2. NAUSEA AND VOMITING
It is an unpleasant diffuse sensation of unease and discomfort. This is often perceived as an urge to vomit. While it is not a painful experience, it can be debilitating symptoms if prolonged. This has been described as placing discomfort on the chest, upper abdomen or back of the throat. Some people with Gilbert’s Syndrome may experience headaches and dizziness which will eventually lead to nausea. And depending on the severity of the symptoms, the person suffering from this uneasy condition may also experience vomiting at the end. Vomiting is a condition of a forceful contraction of the stomach to come up through the mouth. Nausea and vomiting have a lot of underlying causes and often occur simultaneously. In fact, such conditions can be associated with a lot of illnesses or diseases.
It is important to rule out the cause of nausea and vomiting so as to properly address the condition. As an assessment, the patient may require to undergo several examinations like examination of the mouth and pharynx to see if thrush or ulceration is present. Abdominal examination like auscultation for bowel sounds, palpation of abdominal masses, and observation of degree of distention. Blood examination is also very important since this is the starting point of assessment. Review of films as to radiography of appropriate suspected body parts.
There are a large number of medications that can be used in the short-term management of nausea and vomiting. But of course, non-pharmacological intervention strategies may also be applied in conjunction with medications like progressive muscle relaxation, music therapy, exercise, yoga, and massage. Dietary modification strategies can be also helpful in reducing the risk of nausea and vomiting while maintaining nutrition. Examples of dietary modification strategies include offering only dry foods throughout the day; rinsing the patient’s mouth after eating; giving bland, soft, easily-digestible food for min meals; and positioning the patient upright while eating and one-hour post-meal. Similarly, reducing environmental stimuli may help lessen the risk of external triggers. Strategies include avoiding cooking aromas, avoiding overly warm rooms, and ensuring good ventilation.

▶ [Supplied information]:

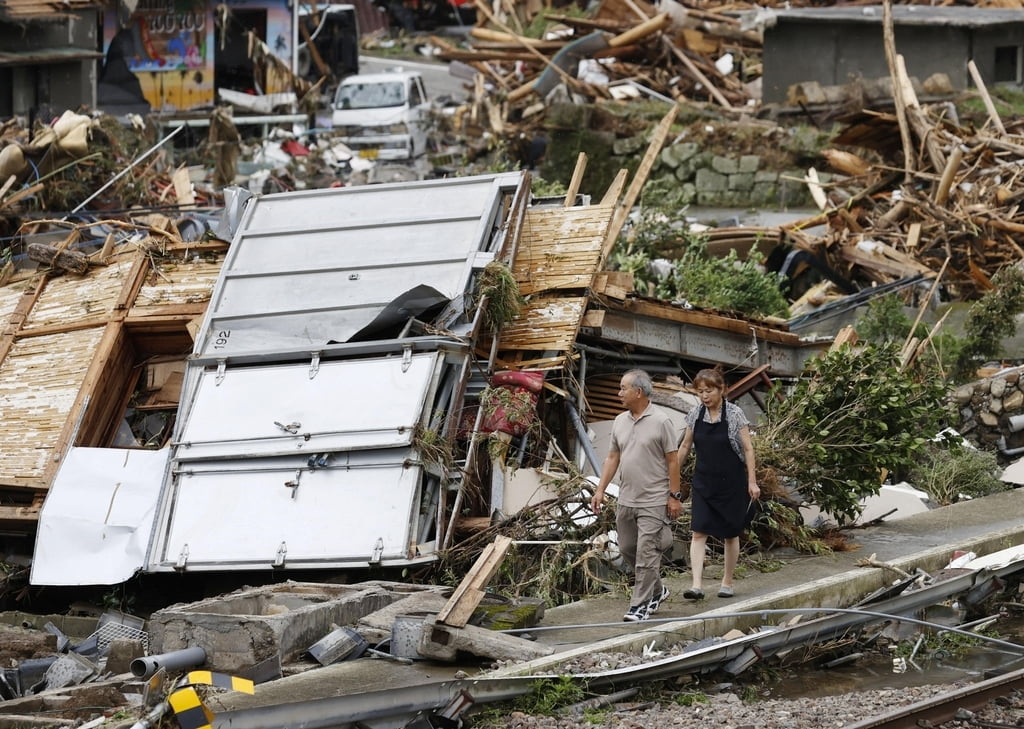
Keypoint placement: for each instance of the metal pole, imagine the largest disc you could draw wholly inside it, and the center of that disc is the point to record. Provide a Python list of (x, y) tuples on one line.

▶ [Problem statement]: From the passage on nausea and vomiting, set down word for word the part starting with "There are a" and going on through "ensuring good ventilation.".

▶ [Exercise response]:
There are a large number of medications that can be used in the short-term management of nausea and vomiting. But of course, non-pharmacological intervention strategies may also be applied in conjunction with medications like progressive muscle relaxation, music therapy, exercise, yoga, and massage. Dietary modification strategies can be also helpful in reducing the risk of nausea and vomiting while maintaining nutrition. Examples of dietary modification strategies include offering only dry foods throughout the day; rinsing the patient’s mouth after eating; giving bland, soft, easily-digestible food for min meals; and positioning the patient upright while eating and one-hour post-meal. Similarly, reducing environmental stimuli may help lessen the risk of external triggers. Strategies include avoiding cooking aromas, avoiding overly warm rooms, and ensuring good ventilation.